- **Paginafragment**

++++++++

In deze zaak heeft de Hoge Raad op 7 juni 2019 uitspraak gedaan in een cassatieprocedure betreffende de herziening van omzetbelasting. De belanghebbende, een vennootschap onder firma, had een verzoek ingediend om teruggaaf van omzetbelasting over het tijdvak van 1 december 2013 tot en met 31 december 2013. Dit verzoek was gedaan in het kader van de beëindiging van de landbouwregeling. De Inspecteur had hiertegen hoger beroep ingesteld bij het Gerechtshof 's-Hertogenbosch, dat op 19 oktober 2017 uitspraak deed. De belanghebbende heeft vervolgens cassatie ingesteld tegen deze uitspraak.
De Hoge Raad oordeelde dat middel 1 slaagde op de gronden die zijn vermeld in een eerder arrest dat op dezelfde dag werd uitgesproken. Hierdoor kon de uitspraak van het Hof niet in stand blijven. De overige middelen behoefden geen behandeling, en de Hoge Raad besloot de zaak zelf af te doen. De herziening van de omzetbelasting moest plaatsvinden voor zowel de kalveren als de melkkoeien, waarbij partijen instemden met de beslissing van de Rechtbank over de grondslag en het tijdvak van de herziening.
Daarnaast heeft de Hoge Raad ook een beslissing genomen over de proceskosten. De Staatssecretaris van Financiën werd veroordeeld in de kosten van het geding in cassatie, en de Inspecteur in de kosten van het geding voor het Hof. De Hoge Raad heeft de Staatssecretaris opgedragen om het griffierecht aan de belanghebbende te vergoeden, evenals de kosten voor beroepsmatig verleende rechtsbijstand.

++++++++

- **Opdrachtinstructies**
Citeer alsjeblieft letterlijk uit het paginafragment hierboven het stuk dat begint bij "Daarnaast heeft de" en eindigt bij "beroepsmatig verleende rechtsbijstand.".

++++++++

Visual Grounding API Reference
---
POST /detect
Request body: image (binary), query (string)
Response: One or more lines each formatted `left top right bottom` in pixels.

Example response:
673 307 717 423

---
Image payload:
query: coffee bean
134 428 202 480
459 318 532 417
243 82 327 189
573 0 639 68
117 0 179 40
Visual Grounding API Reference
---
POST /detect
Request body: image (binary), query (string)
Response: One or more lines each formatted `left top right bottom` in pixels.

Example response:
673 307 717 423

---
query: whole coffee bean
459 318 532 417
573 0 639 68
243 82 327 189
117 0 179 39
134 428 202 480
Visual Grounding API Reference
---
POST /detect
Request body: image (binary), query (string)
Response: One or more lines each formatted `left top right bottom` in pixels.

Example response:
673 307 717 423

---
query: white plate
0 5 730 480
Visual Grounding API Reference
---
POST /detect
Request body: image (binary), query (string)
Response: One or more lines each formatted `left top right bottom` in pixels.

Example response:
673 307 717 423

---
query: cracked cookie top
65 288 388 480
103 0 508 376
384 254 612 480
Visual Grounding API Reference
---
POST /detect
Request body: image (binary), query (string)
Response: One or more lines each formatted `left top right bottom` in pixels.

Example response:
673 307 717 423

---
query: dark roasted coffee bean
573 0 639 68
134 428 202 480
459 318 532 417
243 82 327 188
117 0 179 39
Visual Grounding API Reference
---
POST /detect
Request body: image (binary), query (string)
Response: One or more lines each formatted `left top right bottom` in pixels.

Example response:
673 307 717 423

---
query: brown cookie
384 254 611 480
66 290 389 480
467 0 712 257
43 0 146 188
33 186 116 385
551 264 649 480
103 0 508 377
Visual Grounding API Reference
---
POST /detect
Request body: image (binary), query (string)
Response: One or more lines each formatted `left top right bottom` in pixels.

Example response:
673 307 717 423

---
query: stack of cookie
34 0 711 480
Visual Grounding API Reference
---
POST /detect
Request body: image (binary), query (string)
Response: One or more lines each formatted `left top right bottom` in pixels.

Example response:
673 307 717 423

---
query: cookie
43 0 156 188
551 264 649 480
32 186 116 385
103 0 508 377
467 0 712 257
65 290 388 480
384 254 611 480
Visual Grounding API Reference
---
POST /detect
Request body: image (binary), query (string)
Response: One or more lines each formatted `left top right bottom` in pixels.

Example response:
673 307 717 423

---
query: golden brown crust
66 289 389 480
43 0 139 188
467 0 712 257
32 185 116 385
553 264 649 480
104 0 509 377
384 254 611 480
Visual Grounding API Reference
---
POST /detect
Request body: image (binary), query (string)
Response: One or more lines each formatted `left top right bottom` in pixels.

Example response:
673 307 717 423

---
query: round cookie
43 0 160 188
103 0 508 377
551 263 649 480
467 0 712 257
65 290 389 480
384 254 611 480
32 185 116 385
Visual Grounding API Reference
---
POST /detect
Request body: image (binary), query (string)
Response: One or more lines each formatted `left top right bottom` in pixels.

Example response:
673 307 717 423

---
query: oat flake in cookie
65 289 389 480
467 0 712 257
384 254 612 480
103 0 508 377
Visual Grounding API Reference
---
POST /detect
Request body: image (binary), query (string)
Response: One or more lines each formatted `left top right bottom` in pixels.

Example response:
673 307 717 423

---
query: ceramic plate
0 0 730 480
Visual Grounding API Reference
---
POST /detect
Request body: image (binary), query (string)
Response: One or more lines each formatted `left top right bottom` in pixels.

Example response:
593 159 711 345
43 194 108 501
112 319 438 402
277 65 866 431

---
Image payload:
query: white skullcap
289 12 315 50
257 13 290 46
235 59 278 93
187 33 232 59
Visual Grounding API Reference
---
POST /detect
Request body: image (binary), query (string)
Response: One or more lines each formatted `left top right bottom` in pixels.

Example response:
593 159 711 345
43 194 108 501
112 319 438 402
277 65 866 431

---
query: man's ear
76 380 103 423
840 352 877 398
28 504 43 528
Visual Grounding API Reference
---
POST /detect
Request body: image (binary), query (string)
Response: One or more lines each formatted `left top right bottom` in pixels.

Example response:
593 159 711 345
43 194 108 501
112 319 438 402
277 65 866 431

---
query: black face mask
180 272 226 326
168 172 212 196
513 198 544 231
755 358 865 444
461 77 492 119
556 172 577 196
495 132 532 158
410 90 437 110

++++++++

- **Uitkomst oefening**
Daarnaast heeft de Hoge Raad ook een beslissing genomen over de proceskosten. De Staatssecretaris van Financiën werd veroordeeld in de kosten van het geding in cassatie, en de Inspecteur in de kosten van het geding voor het Hof. De Hoge Raad heeft de Staatssecretaris opgedragen om het griffierecht aan de belanghebbende te vergoeden, evenals de kosten voor beroepsmatig verleende rechtsbijstand.